■ Document extract ■

________________________________________

Throughout history, the world has witnessed legendary investors who have redefined the art of investing, inspiring millions.
These tactful visionaries earned their fortunes by seizing opportunities and making bold, calculated decisions, undeterred by risks. Their fearless approach to investing has shaped their success and cemented their place among the greatest financial minds.
India, too, has produced some of the most renowned and respected stock market investors, whose accomplishments have earned them recognition both domestically and on the global stage.
With an extraordinary ability to spot market trends, deep insights into the nation's economy, and a sharp instinct for strategic investments, these investors have built immense wealth while guiding others in the financial world.
In this article, we'll explore the latest portfolio changes made by these star investors, offering a glimpse into their evolving strategies and market outlook.
The auto stock in question is Escorts Kubota.
Escorts Kubota, an Indian multinational conglomerate, specializes in manufacturing agricultural machinery, construction equipment, material handling tools, and railway equipment. Founded in 1944, the company operates in over 40 countries.
In recent years, it has undergone a transformation, including a name change to Escorts Kubota after the Japanese corporation Kubota acquired a significant stake.
Rakesh Jhunjhunwala was an Indian billionaire stock trader and investor.
He used to manage his portfolio as a partner in his asset management firm, Rare Enterprises. He invested in both his own and his wife's name, Rekha Jhunjhunwala. He held the designation of Chartered Accountant.
Rakesh Jhunjhunwala was known as "India's Warren Buffett." According to Forbes, Jhunjhunwala was the 36th richest man in the country. He was worth Rs 460 bn when he passed away on 14 August 2022.
He was a director on the boards of several companies, including Viceroy Hotels, Concord Biotech, Provogue India, and Geojit Financial Services.
As per the latest shareholding pattern for the September 2024 quarter, Rekha Jhunjhunwala, through Rakesh Jhunjhunwala and Associates, sold 42,000 shares of Escorts Kubota, reducing their holding to 1,710,388 shares, down from 1,752,388 in the previous quarter.

________________________________________

■ Prompt ■
Continue the article above about star investors and their Escorts Kubota holdings, picking up after its last sentence.

________________________________________

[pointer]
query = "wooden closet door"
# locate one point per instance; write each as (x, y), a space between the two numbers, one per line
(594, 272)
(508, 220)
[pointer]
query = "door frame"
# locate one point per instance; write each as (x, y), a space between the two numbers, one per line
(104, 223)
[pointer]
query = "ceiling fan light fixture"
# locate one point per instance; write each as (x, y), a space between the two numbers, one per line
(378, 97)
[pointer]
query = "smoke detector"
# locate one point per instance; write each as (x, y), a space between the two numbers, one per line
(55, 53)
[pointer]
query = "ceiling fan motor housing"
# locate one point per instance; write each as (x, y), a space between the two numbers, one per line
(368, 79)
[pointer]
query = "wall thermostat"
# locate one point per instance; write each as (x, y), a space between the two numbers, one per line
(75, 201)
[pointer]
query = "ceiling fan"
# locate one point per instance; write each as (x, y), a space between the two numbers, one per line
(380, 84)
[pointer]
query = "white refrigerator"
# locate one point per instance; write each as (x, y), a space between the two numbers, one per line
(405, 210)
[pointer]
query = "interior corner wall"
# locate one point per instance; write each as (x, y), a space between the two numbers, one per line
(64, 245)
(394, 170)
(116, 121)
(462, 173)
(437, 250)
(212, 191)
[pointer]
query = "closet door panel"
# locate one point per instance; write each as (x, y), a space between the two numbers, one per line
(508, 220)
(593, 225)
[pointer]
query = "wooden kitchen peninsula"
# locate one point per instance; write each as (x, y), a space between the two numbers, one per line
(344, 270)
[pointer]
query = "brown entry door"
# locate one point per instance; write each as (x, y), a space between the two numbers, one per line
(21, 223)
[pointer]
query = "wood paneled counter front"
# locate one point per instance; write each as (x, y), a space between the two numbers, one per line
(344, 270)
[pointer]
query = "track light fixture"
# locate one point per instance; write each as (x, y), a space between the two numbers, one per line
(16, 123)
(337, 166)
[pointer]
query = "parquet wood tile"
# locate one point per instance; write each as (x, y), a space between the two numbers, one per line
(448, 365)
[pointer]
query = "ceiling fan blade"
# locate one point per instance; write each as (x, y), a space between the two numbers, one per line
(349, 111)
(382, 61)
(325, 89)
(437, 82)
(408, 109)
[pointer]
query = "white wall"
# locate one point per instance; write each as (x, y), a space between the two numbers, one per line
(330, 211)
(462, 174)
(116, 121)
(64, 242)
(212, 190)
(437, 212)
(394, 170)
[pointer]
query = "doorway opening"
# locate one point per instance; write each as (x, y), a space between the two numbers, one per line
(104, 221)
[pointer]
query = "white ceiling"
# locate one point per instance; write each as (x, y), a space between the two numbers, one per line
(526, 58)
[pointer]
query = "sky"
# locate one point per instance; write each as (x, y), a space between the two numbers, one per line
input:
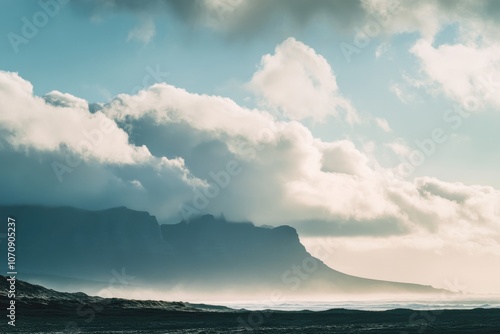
(370, 126)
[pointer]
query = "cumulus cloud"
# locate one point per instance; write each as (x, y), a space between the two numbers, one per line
(80, 158)
(468, 74)
(170, 147)
(300, 83)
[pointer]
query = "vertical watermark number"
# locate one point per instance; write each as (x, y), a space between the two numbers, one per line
(11, 272)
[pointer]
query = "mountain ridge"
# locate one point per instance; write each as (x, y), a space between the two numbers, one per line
(204, 253)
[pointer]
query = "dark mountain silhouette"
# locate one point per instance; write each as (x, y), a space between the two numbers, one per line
(67, 248)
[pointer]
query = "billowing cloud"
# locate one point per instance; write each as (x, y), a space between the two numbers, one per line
(173, 152)
(466, 73)
(300, 83)
(68, 155)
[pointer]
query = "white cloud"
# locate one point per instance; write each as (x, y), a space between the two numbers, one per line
(167, 142)
(469, 74)
(300, 83)
(381, 50)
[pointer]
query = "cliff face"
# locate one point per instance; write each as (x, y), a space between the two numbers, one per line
(205, 253)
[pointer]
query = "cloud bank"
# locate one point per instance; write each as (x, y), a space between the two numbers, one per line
(169, 151)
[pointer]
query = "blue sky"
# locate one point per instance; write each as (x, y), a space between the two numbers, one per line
(342, 130)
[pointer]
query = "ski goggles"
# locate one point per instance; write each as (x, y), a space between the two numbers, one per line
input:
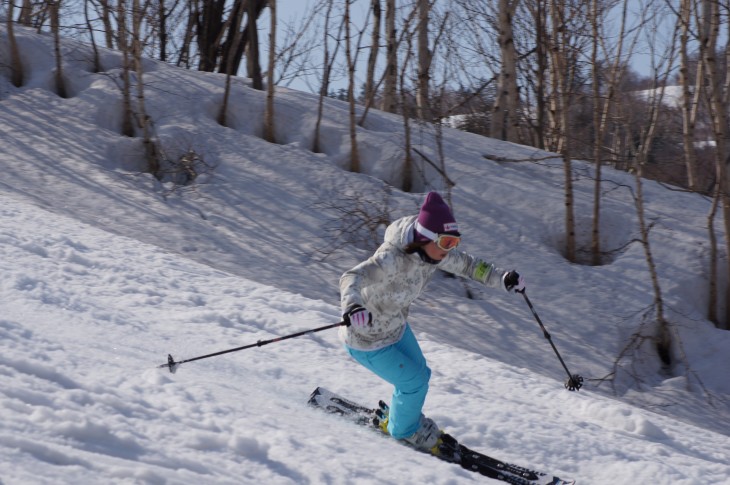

________________________________________

■ Task result ■
This brings their stake down to 1.5%, from 1.6% in June 2024, reflecting a reduction of 0.1%. Notably, this stock has been part of the portfolio since 2015.
While no official reasons were given for the reduction, there are a few plausible explanations.
One possible reason could be the company's underwhelming performance in Q1FY24. For the June 2024 quarter, Escorts Kubota reported revenue of Rs 23.1 billion (bn), a 1.9% decline compared to Rs 23.6 bn in the same quarter last year.
Despite this, net profit saw a marginal improvement, rising by 1.1% to Rs 2.9 bn from Rs 2.8 bn a year earlier.
The lower revenue growth, combined with relatively flat profit margins, may have raised concerns about the company's near-term growth prospects.
Another key factor that might have triggered the stake trimming is the slight reduction in promoter holdings.
During the September 2024 quarter, the promoters reduced their stake from 14.1% to 13.9%, a 0.2% decline.
Since promoters typically have insider knowledge of a company's internal affairs, such a move can be interpreted as a signal of internal uncertainties, possibly leading large shareholders to reconsider their positions.
The trend of reducing stakes was not limited to the Jhunjhunwalas or the promoters.
Mutual funds and foreign institutional investors (FIIs) also trimmed their holdings in the company. Mutual fund holdings dropped from 8.6% in June 2024 to 8.4% in September 2024.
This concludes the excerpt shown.